• [TASK STATEMENT]:
Please pick out and copy every line of the items below that contains the word "beard".

::: DATA SUPPLIED

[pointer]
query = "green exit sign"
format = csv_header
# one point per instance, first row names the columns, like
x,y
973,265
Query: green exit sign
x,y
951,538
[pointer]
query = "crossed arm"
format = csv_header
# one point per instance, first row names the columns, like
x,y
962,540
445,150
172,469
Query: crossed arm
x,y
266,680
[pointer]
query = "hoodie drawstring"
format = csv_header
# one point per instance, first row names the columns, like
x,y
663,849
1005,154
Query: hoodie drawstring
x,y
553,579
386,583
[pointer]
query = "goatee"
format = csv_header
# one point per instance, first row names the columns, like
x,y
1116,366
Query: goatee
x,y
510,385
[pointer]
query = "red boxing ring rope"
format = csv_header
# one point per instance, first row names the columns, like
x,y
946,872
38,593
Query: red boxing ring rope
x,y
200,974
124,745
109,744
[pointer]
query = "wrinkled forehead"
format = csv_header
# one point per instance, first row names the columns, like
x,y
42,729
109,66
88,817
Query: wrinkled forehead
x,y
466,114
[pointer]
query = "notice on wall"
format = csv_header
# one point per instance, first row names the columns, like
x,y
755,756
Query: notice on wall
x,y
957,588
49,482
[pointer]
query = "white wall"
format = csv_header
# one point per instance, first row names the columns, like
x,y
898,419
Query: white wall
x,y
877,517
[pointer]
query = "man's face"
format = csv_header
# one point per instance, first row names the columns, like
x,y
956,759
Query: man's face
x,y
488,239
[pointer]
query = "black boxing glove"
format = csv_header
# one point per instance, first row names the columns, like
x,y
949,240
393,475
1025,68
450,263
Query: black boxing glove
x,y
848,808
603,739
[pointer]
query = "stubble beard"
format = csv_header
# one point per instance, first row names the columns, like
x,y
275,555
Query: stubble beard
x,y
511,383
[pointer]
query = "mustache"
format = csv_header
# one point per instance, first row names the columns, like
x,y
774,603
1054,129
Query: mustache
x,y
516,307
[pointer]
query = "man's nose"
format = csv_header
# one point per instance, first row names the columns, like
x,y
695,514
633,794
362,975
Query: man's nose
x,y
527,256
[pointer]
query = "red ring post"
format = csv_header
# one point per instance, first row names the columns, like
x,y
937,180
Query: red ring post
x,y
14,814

::::::

• [SOLUTION TO THIS TASK]:
query = "stubble beard"
Query: stubble beard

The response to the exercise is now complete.